:: EXERCISE TASK ::
Copy the listing below in full and skip every picture.
- - - - -
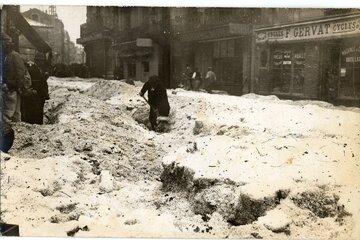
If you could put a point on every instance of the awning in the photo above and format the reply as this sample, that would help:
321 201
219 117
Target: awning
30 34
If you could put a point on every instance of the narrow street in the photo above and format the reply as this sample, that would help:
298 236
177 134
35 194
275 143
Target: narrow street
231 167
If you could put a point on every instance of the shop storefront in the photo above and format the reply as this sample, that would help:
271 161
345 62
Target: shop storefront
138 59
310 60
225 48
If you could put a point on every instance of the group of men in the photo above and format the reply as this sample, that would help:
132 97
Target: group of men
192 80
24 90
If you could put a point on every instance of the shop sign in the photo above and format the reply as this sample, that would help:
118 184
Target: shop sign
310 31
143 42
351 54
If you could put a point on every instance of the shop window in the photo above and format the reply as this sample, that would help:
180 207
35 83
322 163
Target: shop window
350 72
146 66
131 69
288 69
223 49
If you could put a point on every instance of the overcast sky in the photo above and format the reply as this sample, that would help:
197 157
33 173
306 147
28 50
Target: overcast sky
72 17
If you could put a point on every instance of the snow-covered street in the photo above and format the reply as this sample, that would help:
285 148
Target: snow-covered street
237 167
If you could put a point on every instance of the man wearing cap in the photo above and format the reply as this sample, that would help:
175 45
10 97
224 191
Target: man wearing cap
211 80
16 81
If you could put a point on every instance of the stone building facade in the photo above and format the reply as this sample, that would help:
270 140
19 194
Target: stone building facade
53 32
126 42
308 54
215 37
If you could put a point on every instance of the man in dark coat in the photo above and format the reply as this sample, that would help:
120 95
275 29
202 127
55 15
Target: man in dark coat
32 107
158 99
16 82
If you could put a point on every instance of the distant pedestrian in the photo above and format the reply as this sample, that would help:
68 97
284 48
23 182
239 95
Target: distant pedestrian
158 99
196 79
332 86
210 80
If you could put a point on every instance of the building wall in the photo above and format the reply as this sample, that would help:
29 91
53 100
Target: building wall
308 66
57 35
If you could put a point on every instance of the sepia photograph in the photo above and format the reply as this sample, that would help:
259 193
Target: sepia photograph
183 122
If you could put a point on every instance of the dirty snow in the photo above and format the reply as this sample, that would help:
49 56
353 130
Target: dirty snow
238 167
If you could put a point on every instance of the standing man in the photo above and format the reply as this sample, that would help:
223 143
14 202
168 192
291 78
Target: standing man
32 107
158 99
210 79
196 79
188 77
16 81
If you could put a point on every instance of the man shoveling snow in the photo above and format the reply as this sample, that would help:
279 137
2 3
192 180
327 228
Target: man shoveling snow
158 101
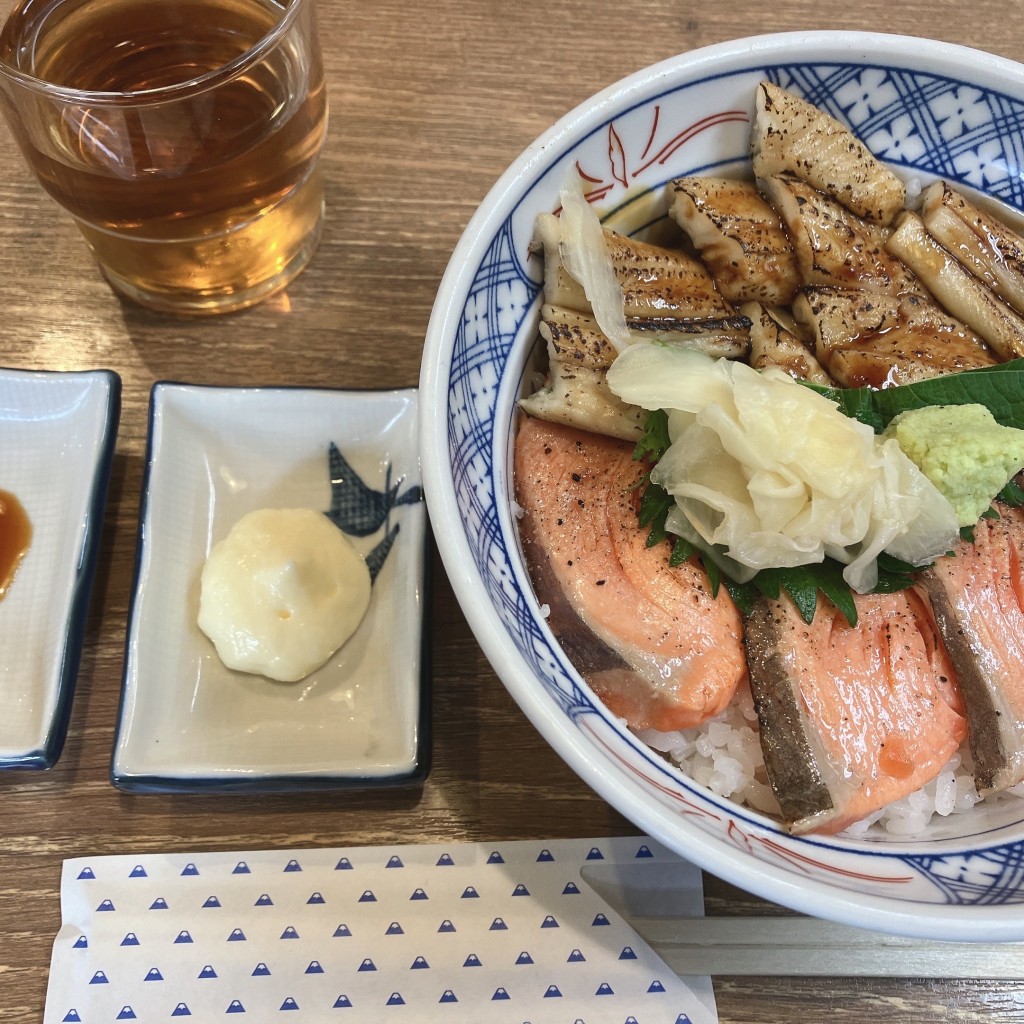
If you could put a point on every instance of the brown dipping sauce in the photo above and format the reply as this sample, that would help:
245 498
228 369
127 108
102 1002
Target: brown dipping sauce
- - - - -
:: SOLVED EXERCISE ::
If you could put a point on every instance of the awning in the photo above and format the reply as this sample, that would help:
321 201
219 117
Target: awning
30 34
If you could put a point on every instance of the narrow street in the photo above and format the reply as this sample, that would help:
298 236
177 134
35 194
275 143
Target: narrow street
231 167
If you could put a point on every instance of the shop storefront in the photo above and format the reply as this sample, that would help:
271 161
345 62
Target: shop storefront
138 59
310 60
225 48
If you could put a point on every instance of the group of men in the photo above and format the reply as this sample, that would help:
132 97
Target: group of men
192 80
24 90
If you could put a point on every instance of the shop sign in the photo above and format the reply as this sample, that would help:
118 184
Target: shop sign
310 31
143 42
351 54
If you could put a point on every instance of the shop window in the photo above and format the reply as this sample, that would help:
180 207
35 83
322 163
Target: shop window
350 72
146 66
131 69
288 69
223 49
If you could put a point on every instance of the overcast sky in the photo above and format the reply as this sample, that would help:
197 157
33 173
306 147
28 50
Target: overcast sky
72 17
If you could put a point on every instance of the snow-covered street in the photo above and format the reply as this sample, that would help:
285 148
Target: snow-covered street
237 167
If you could put a point on every instance of the man wearing cap in the photo above and format the reply as this sample, that would help:
175 45
10 97
224 191
Target: man wearing cap
211 80
16 81
If you could put a point on every instance of the stone building facade in the photo above and format the reply as this sample, that would help:
270 140
19 194
Target: stone building facade
53 32
126 42
308 54
215 37
If you could put a point on every instance of the man in dark coat in the photo above and format the reply as this sample, that would help:
120 95
275 29
202 127
55 15
Target: man in dark coat
32 107
158 99
16 82
If you could put a point on every instance of the distant pedestrian in the photo above and format the reply as this sample, that would help:
68 97
284 48
23 182
239 95
Target: distant pedestrian
158 99
196 79
332 86
210 80
If you could put a point on every instance of the building wall in the photo above and format the reply as this sample, that would help:
29 91
53 100
Target: building wall
308 66
57 35
If you could put a point on every instance of the sepia photograph in the photo above and format the reply as this sample, that would help:
259 193
Target: sepia photograph
183 122
If you could put a point on every instance of the dirty snow in the photo above and format the reply as this sample, that would help:
49 56
353 130
Target: dirty snow
238 167
If you could put a point on every instance of the standing man in the photo above and format the reply as this sample, that would help:
223 143
14 202
168 192
291 78
Target: standing man
32 107
158 99
210 79
196 79
188 77
16 81
If you could put a point on every instance of the man shoveling snow in the photo above and format the reply as this sample, that would help:
279 137
2 3
192 180
327 228
Target: man shoveling snow
158 101
If you could put a point on every instance of the brown dipping sauce in the photo above and format the reply as this sample, that would help:
245 498
228 369
127 108
102 1002
Target: brown dipping sauce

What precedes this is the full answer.